[Problems to solve]
(a) In the passage on the book contract, where was the writer sitting upon answering the call from the publishing house?
(b) Reproduce the passage on the book contract word for word from "In September I" to "for my work.".

[Passage provided]
——
In September I received a book contract for my second book. When I answered the call from the calm voice on the other end telling me the publishing house loved and wanted to publish this book, I sat in my car in the parking lot of Marshall’s wondering if they had made a mistake.
Had they called the wrong person?
Don’t you want Jen Hatmaker or Glennon Melton?
Were they really offering me a book contract for a book that had not even been written? Did they not know who they were calling? Didn’t they see in my proposal that my first book was never listed on the New York Times Bestseller list, or that it never hit any sort of top charts.
I wanted to ask them, are you sure you really want to do this? Are you sure you want to invest in my story?
I didn’t say these things, I just played it off as a confident author who got calls from publishers all the time asking for my work.
Inside I was trembling with excitement and an overwhelming fear.
How on earth would I do this?
It is now June and the book is done. Completed. WHOOHOOO!!
Finished.
We are still working on final edits but somehow by the Grace of God, a very supportive family and community, I was able to write this book.
——
[Source excerpt]
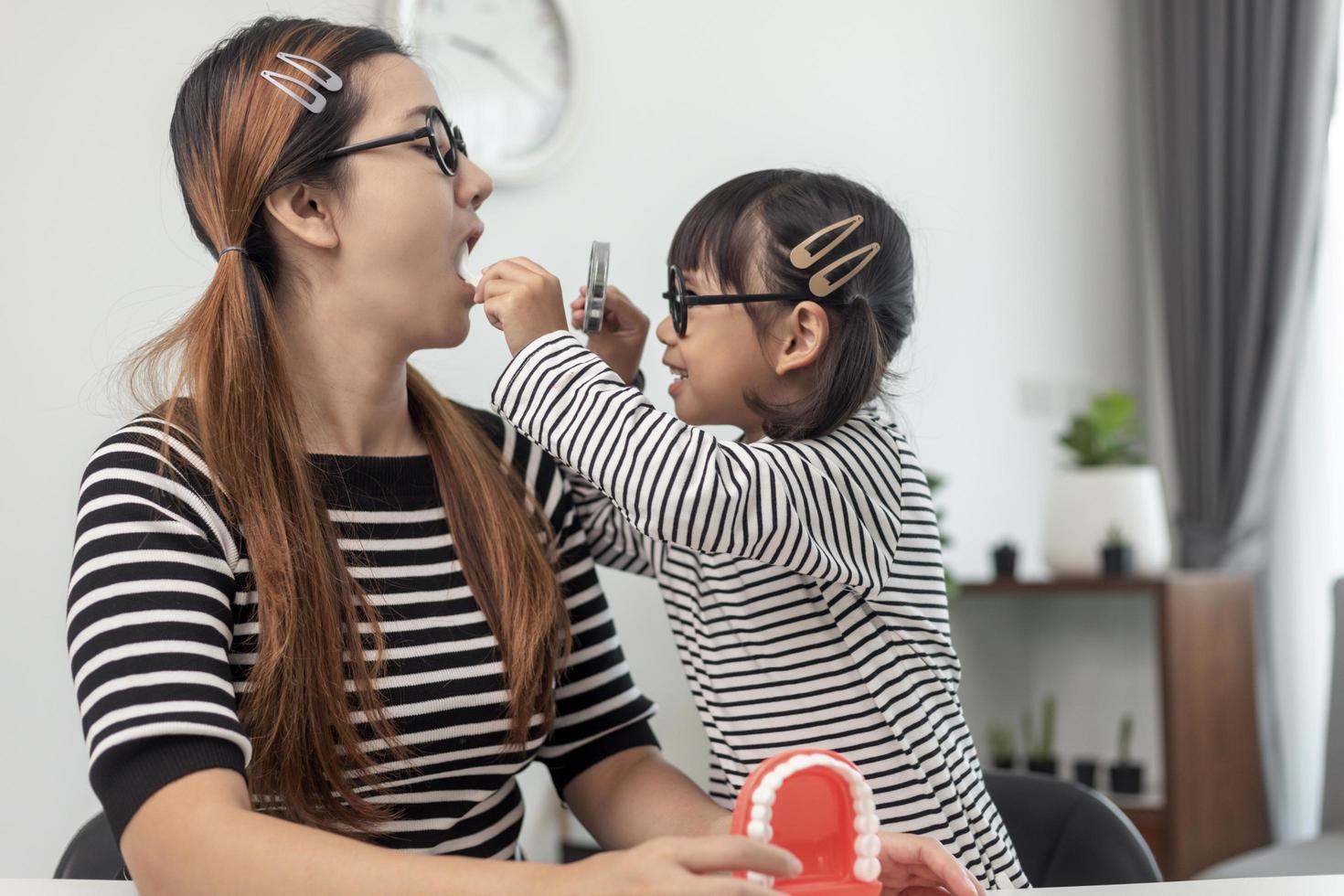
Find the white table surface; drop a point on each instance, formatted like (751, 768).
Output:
——
[Solutions by task]
(a) In a car in the parking lot of Marshall's.

(b)
In September I received a book contract for my second book. When I answered the call from the calm voice on the other end telling me the publishing house loved and wanted to publish this book, I sat in my car in the parking lot of Marshall’s wondering if they had made a mistake.
Had they called the wrong person?
Don’t you want Jen Hatmaker or Glennon Melton?
Were they really offering me a book contract for a book that had not even been written? Did they not know who they were calling? Didn’t they see in my proposal that my first book was never listed on the New York Times Bestseller list, or that it never hit any sort of top charts.
I wanted to ask them, are you sure you really want to do this? Are you sure you want to invest in my story?
I didn’t say these things, I just played it off as a confident author who got calls from publishers all the time asking for my work.